What to do: In full and word for word, print the data below.

Materials provided:
····················
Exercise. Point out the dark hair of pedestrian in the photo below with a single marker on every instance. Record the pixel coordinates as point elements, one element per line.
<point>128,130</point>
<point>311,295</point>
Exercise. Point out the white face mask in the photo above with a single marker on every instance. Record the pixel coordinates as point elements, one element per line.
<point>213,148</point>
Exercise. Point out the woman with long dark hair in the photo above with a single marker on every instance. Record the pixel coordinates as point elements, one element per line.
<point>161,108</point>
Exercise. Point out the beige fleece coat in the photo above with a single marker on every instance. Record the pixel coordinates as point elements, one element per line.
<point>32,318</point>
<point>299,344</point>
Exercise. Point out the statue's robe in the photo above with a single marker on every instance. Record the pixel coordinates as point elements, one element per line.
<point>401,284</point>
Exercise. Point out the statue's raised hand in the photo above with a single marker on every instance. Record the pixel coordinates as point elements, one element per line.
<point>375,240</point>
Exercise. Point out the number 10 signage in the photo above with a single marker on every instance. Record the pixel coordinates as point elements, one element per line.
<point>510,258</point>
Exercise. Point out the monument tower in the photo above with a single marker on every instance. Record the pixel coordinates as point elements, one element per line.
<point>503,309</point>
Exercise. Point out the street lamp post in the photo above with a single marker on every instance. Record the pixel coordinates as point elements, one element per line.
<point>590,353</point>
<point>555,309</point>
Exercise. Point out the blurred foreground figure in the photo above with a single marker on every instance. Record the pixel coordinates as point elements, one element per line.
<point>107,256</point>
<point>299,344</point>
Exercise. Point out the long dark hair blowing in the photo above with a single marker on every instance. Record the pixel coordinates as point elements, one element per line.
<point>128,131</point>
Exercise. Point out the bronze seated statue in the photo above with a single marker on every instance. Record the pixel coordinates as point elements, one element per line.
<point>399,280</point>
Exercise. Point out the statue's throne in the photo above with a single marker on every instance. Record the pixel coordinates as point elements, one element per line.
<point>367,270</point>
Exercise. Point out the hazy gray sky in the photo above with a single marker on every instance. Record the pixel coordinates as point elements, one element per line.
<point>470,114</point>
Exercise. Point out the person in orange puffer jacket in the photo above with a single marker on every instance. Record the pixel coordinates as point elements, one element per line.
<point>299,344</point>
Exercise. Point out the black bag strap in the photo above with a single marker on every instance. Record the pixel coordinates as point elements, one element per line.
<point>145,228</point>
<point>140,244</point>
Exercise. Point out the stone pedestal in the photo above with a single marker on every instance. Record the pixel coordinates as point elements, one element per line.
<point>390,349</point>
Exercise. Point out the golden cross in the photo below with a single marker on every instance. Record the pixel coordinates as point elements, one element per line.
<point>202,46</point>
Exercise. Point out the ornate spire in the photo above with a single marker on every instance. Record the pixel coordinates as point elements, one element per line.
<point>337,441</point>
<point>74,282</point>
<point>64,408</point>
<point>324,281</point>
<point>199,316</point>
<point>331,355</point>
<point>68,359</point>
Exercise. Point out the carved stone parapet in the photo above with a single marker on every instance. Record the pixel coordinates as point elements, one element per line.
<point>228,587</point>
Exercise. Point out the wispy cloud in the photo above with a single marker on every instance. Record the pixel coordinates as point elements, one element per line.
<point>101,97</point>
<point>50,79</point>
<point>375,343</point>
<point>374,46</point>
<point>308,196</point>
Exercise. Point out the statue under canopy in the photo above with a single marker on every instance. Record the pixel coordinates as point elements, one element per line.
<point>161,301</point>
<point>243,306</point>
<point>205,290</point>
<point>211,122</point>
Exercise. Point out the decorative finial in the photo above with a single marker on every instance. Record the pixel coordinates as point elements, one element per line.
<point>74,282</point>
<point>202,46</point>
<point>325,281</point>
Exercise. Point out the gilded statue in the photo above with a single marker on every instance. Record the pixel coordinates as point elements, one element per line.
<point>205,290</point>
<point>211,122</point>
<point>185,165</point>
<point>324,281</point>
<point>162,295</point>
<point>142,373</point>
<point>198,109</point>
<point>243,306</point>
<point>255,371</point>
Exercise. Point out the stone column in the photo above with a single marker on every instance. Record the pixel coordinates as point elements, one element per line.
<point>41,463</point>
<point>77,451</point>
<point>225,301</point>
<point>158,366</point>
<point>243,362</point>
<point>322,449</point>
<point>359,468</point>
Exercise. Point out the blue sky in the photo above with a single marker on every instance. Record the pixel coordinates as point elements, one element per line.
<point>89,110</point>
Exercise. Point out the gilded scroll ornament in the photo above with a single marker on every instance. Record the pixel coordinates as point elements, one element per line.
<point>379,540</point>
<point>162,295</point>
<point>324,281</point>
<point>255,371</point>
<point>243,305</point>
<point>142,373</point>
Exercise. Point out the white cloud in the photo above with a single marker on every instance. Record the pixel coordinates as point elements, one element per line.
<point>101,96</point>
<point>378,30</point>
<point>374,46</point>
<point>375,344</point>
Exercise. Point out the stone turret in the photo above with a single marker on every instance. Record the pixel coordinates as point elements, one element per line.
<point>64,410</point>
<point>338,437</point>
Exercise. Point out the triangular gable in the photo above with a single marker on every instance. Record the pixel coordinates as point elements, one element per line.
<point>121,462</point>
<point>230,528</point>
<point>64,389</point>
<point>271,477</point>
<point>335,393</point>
····················
Solution to this exercise:
Exercise. Point out the dark hair of pedestrian in the photo below with a single marker on every instance. Record the pixel coordinates as point elements, one element per line.
<point>128,130</point>
<point>311,295</point>
Exercise. Point out the white face mask in the photo above with a single marker on every instance. Record the pixel coordinates as point elements, one element per line.
<point>213,148</point>
Exercise. Point out the woman with long dark hair in the photo above with a single marker on every instance. Record the pixel coordinates as point elements, one element per line.
<point>161,108</point>
Exercise. Point out the beige fleece coat in the photo above with a single marker on every instance. Record the pixel coordinates as point elements, one element per line.
<point>32,318</point>
<point>299,344</point>
Exercise. Point out the statue's robe in the photo above with a single marker on every instance. Record the pixel coordinates as point elements, one element per line.
<point>401,284</point>
Exercise. Point out the statue's raised hand in the photo above with a single marker on every instance. Record the pixel coordinates as point elements, one element per line.
<point>375,240</point>
Exercise. Point out the number 10 signage in the photo above with a single marker on every instance. Record the pixel coordinates as point elements, one element per line.
<point>510,258</point>
Exercise. Point out the monument tower in the photo above with a single marker on every instance. Record the pixel coordinates as point elements, one element per line.
<point>503,309</point>
Exercise. Point out the street lamp post in the photo above with a single marker on every instance. Record the pixel coordinates as point elements, one element per line.
<point>590,353</point>
<point>555,309</point>
Exercise. Point out the blurred foreground figure in the photo above with a single marker on every instance. Record the pixel coordinates as point elements, one element per line.
<point>107,256</point>
<point>299,344</point>
Exercise. Point out the long dark hair blowing in the photo above with a single marker on every instance. Record the pixel coordinates as point elements, one element per line.
<point>128,131</point>
Exercise. Point out the bronze seated statue in the photo above with a single marker on every instance. Record the pixel coordinates as point elements, one element per line.
<point>399,280</point>
Exercise. Point out the statue's throne in the photo above with a single marker on every instance. Record the pixel coordinates as point elements, one element per line.
<point>367,270</point>
Exercise. Point out the hazy gray sky in the photo above with a single marker on every instance. Record the pixel coordinates as point elements, one element per line.
<point>470,114</point>
Exercise. Point out the person in orange puffer jacket in the photo above with a single marker on every instance. Record the pixel coordinates as point elements, one element per line.
<point>299,344</point>
Exercise. Point out the black bag strap in the photo above with a single marker on every instance. Record the pixel coordinates as point elements, one element per line.
<point>145,228</point>
<point>140,244</point>
Exercise. Point out the stone pedestal in the photo above with a single marker on every instance. Record the pixel coordinates as point elements, one element per line.
<point>390,349</point>
Exercise. Point out the golden cross in the photo below with a single marker on every instance. Record the pixel coordinates as point elements, one element per line.
<point>202,46</point>
Exercise. Point out the ornate spire in the photo above with a single marker on every instance. Record the pixel coordinates as point elements, one element per line.
<point>337,441</point>
<point>74,282</point>
<point>64,408</point>
<point>324,281</point>
<point>199,316</point>
<point>331,355</point>
<point>68,359</point>
Exercise. Point out the carved stone parapet in the photo above with a single marker on every instance. Record the pixel coordinates as point elements, one element per line.
<point>228,587</point>
Exercise. Point out the wispy cloud in the photo above with a single marker on every instance. Record the pixel coordinates as point elements, one element per line.
<point>101,97</point>
<point>50,79</point>
<point>375,343</point>
<point>374,46</point>
<point>308,196</point>
Exercise. Point out the statue under canopy in the photo above with a single marker on every instance. Record the pixel coordinates as point elements, one element per line.
<point>161,301</point>
<point>243,306</point>
<point>205,290</point>
<point>211,122</point>
Exercise. Point out the decorative finial in the photo above with a single marker on every instance. Record the pixel coordinates as point elements, one element per line.
<point>74,282</point>
<point>202,46</point>
<point>325,281</point>
Exercise. Point out the gilded statue in the photo above with a single marker on every instance. Record the pixel coordinates as point elements, one element per line.
<point>205,290</point>
<point>211,122</point>
<point>185,165</point>
<point>324,281</point>
<point>162,295</point>
<point>142,373</point>
<point>198,109</point>
<point>243,306</point>
<point>255,371</point>
Exercise. Point out the stone column in the photo above with a single marker on every instance. Record the pixel coordinates as point elements, one element per line.
<point>41,463</point>
<point>77,451</point>
<point>225,301</point>
<point>158,366</point>
<point>243,362</point>
<point>322,449</point>
<point>359,468</point>
Exercise. Point out the blue sky in the photo above with a single marker on every instance. Record the pixel coordinates as point elements, one element per line.
<point>89,110</point>
Exercise. Point out the gilded scroll ornament in the photo above with a single marker on every instance. Record the pixel coordinates as point elements, one element per line.
<point>379,540</point>
<point>162,295</point>
<point>324,281</point>
<point>255,371</point>
<point>243,305</point>
<point>142,373</point>
Exercise. Point out the white cloud in the photo above with a single marker on every instance. Record the pixel coordinates as point elements, one element per line.
<point>101,96</point>
<point>378,30</point>
<point>374,46</point>
<point>375,344</point>
Exercise. Point out the stone turret in the photo above with a single marker on every instance. Record the pixel coordinates as point elements, one element per line.
<point>64,410</point>
<point>338,437</point>
Exercise. Point out the triangular gable in the photo above with a single marker on every instance. Record the pixel coordinates as point elements, one element per line.
<point>121,462</point>
<point>230,528</point>
<point>64,389</point>
<point>271,477</point>
<point>335,393</point>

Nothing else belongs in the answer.